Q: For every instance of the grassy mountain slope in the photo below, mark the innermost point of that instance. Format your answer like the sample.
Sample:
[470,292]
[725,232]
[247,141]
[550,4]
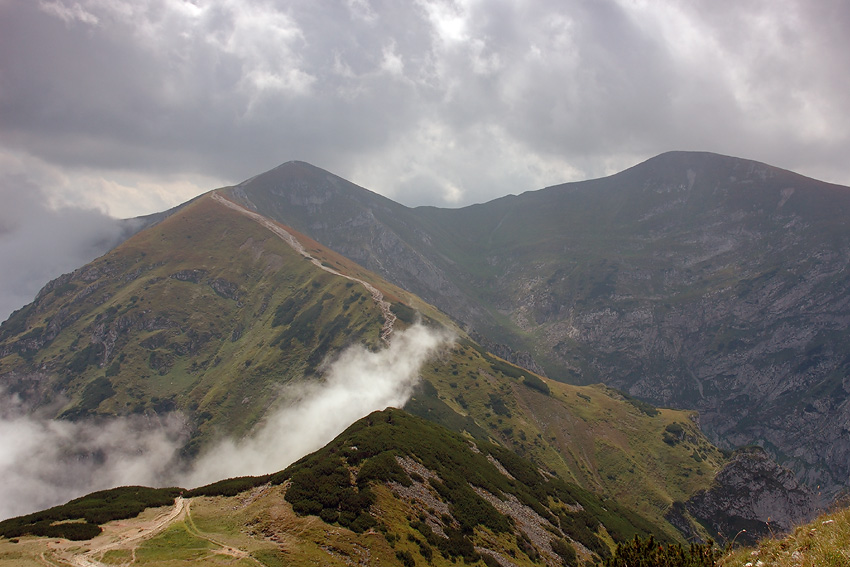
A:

━━━━━━

▶ _Written task_: Copy the data above line for line, word for word, without changing anything. Leave out the picture.

▶ _Solution_:
Q: For every instance of the grassy mountain slope in the photo below, mark the innermost point of that instance. Format your answer like the sample.
Sample:
[470,292]
[725,232]
[247,141]
[550,4]
A:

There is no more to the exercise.